**Fragmento de origen:**
Lo primero que me conmovió fue que el cuento estaba vivo. No puedo producir una recuperación de las cosas del pasado salvo a través de la memoria, pero estas cosas, ya sea que se convirtieron en trauma o recuerdos de felicidad, igual llegan encriptadas, han perdido potencia o la potencia está oculta y resonando en otra vida, la que ya no tengo. Japonés no. El cuento era una serie geométrica de pliegues, donde cada pliegue traía una nueva versión de la realidad de lo contado y dónde lo que se escuchaba por encima de todo era la voz de Fogwill, esa voz ficticia tan parecida a la voz real, la suya, la que me hablaba por el portero eléctrico para que yo bajara a pasear con él o la que me llamaba por teléfono fijo y me contaba cosas que estaba leyendo. Me impactó también la potencia anticipatoria de Japonés. Ese cuento anticipa la pandemia: un hombre acompañado por otro que desaparece y vuelve a aparecer en medio de un naufragio, un hombre hablándose a sí mismo y creando, tal vez, a otro para que lo escuche porque la inmensa soledad es imposible si no está el Japonés ahí. 

Wim Wenders escribió Días Perfectos porque dijo que pensó que después de la pandemia todos saldríamos mejores. Hirayama –el japonés– que limpia baños en el distrito de Shibuya, viene de un trauma e igual que los soldados que volvían de la Primera Guerra Mundial –como lo notó Benjamin– está casi mudo. No se relaciona con nadie y se dedica a hacer su trabajo de manera obsesiva. Curiosamente, es alguien que decide vivir en la repetición de los días de manera tranquila. En general la película parece mostrar a alguien sin ansiedad, que disfruta del presente en toda su dimensión. Pero que no puede hacer nada con ese presente porque no parece acumular experiencia, ya que la experiencia es lo que hace que uno desee transmitirle algo a alguien. Hirayama no habla. No le interesa la hospitalidad del narrador. Para hacer más notoria la tranquilidad espiritual de Hirayama, Wenders nos pone a un joven ayudante de éste que parece padecer el nerviosismo narcisista de un reel de instagram.  

Sin embargo Hirayama es un controlador. Toda su rutina está milimétricamente controlada. Porque sólo para los controladores la repetición es una bendición, les da seguridad. El tono de la película, en cambio, propone que veamos a Hirayama como lo contrario a un controlador, como alguien que vive cada momento en todo su esplendor.  

A diferencia del cuento de Fogwill, el japonés de Wenders necesita tranquilizar a los espectadores: con una hermosa banda sonora, con las fotos de las copas de los árboles, pero sobre todo dotando al personaje de cierta historia previa. Eso sucede cuando aparece su sobrina y después la madre de ella buscándola en un inmenso auto. Ahí sabemos que Hirayama no es alguien que va a limpiar los baños de Constitución porque no le queda otra y a pesar de eso logra una revelación espiritual. Es alguien pudiente que decidió vivir limpiando baños que parecen objetos sofisticados que podrían exponerse en el Malba. Menos mal, dicen los espectadores que estaban preocupados por el pobre tipo. No lo hace porque es la única que le queda, lo hace porque quiere.

**Enunciado:** Según el fragmento sobre Días Perfectos, ¿en qué distrito limpia baños Hirayama? No hace falta consultar los datos.

**Datos mostrados:**

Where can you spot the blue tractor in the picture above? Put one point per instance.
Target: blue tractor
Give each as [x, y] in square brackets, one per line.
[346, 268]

**Respuesta:** En el distrito de Shibuya.